EXERCISE MATERIAL:
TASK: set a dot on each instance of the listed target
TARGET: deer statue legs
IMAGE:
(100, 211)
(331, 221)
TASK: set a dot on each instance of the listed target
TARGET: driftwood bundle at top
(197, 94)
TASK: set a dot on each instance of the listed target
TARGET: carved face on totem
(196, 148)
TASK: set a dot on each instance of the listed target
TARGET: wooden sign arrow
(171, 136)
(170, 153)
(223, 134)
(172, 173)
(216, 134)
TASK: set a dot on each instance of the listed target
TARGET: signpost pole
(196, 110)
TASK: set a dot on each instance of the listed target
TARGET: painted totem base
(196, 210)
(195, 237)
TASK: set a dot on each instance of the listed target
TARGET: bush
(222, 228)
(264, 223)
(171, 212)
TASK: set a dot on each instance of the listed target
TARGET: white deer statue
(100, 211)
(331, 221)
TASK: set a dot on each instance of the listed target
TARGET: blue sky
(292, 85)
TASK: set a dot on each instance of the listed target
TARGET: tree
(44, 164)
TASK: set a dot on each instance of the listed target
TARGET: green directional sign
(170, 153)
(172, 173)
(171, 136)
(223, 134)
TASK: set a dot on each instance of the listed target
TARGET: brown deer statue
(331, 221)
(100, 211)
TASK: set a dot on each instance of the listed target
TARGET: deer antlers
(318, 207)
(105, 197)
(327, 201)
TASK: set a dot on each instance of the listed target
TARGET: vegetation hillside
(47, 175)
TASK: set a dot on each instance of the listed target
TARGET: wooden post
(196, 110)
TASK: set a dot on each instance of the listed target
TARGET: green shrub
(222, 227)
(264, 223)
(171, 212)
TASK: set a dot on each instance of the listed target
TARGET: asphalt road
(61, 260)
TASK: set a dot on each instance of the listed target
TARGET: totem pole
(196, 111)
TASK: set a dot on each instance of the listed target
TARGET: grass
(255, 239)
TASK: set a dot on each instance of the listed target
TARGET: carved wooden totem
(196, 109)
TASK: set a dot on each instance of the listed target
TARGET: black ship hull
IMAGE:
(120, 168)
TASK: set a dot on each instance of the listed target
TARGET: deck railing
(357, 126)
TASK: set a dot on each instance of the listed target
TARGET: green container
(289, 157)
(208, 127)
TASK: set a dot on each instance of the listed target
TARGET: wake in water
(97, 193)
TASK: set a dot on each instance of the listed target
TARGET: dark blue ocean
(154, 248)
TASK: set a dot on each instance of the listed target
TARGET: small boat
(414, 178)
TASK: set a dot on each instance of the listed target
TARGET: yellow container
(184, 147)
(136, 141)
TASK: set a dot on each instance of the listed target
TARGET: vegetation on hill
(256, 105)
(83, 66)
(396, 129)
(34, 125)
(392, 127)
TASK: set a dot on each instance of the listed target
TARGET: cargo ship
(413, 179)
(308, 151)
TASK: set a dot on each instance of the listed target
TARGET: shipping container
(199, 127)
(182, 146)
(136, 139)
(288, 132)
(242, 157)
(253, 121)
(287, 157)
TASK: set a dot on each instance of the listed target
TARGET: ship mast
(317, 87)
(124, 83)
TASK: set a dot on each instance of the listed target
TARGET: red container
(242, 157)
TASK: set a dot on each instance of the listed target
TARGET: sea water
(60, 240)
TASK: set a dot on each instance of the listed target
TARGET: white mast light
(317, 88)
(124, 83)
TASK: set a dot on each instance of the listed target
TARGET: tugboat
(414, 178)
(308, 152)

WORK ITEM: Reply with the lines from the one that contains "TARGET: shipping container" through the last line of the material above, copied exactly and nothing else.

SOLVED PROBLEM:
TARGET: shipping container
(199, 127)
(182, 146)
(136, 139)
(288, 132)
(242, 157)
(253, 121)
(287, 157)
TASK: set a dot on each instance of the listed target
TARGET: ship mast
(317, 87)
(124, 83)
TASK: set a dot on each instance of the listed target
TARGET: red container
(242, 157)
TASK: set a dot on each instance of the listed target
TARGET: sea water
(60, 240)
TASK: set a dot on each instance of the listed target
TARGET: white mast light
(317, 88)
(124, 83)
TASK: set a dot on each instance of the listed target
TARGET: tugboat
(414, 178)
(308, 152)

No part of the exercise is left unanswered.